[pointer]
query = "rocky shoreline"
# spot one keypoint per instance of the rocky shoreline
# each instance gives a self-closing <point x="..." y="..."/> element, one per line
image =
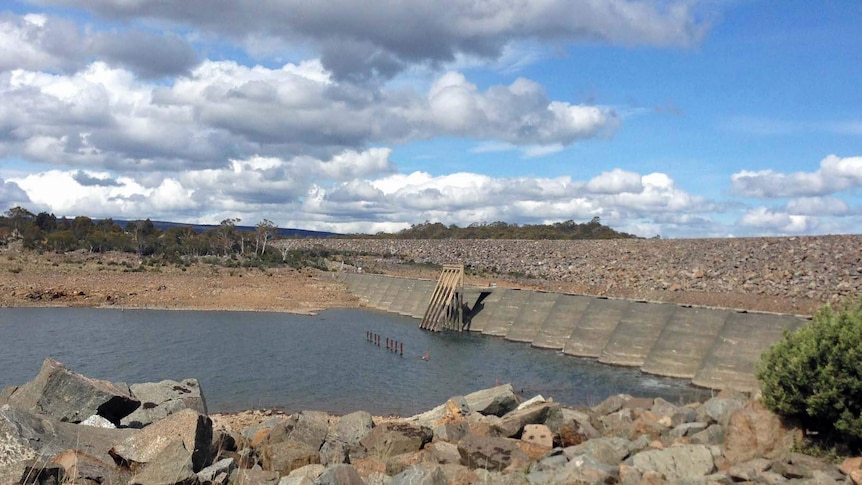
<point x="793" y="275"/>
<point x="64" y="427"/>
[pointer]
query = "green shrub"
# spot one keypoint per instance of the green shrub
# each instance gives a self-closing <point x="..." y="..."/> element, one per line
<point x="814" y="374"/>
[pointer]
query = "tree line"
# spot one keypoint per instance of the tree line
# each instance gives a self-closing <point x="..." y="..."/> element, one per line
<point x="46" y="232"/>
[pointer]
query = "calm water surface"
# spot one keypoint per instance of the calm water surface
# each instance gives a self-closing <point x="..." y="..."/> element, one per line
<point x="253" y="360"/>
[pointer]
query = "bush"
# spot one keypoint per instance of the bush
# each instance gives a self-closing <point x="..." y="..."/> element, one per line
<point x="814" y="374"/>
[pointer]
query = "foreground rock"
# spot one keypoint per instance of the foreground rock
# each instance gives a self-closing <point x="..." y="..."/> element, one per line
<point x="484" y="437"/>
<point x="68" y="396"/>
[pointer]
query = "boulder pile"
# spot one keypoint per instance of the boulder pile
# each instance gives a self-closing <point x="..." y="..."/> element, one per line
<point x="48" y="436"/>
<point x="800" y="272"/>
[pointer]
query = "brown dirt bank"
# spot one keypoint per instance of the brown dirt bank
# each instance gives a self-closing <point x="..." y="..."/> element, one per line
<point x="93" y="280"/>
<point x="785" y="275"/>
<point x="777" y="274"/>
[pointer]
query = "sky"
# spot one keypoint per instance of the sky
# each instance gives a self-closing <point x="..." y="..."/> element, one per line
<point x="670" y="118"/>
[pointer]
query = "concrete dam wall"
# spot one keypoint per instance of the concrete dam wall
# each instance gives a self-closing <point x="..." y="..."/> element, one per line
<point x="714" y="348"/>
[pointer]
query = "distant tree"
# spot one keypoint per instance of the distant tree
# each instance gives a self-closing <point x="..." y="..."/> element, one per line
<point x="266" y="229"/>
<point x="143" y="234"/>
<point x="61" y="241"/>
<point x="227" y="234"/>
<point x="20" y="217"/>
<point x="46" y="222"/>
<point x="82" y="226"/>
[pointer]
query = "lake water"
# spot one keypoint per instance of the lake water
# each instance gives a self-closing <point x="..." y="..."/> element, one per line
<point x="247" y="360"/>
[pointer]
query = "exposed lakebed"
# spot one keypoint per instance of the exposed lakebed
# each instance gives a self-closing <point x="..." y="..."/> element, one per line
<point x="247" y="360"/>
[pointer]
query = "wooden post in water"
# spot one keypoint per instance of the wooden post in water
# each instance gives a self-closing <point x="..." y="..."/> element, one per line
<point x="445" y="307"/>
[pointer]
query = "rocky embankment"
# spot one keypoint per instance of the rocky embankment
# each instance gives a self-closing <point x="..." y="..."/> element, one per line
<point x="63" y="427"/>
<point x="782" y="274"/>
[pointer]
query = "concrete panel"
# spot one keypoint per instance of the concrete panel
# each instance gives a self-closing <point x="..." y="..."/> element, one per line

◆ Problem details
The required output is each line of the entries that contains the word "distant".

◆ Completed exercise
query = "distant tree"
# spot one keypoint per instance of the distant tree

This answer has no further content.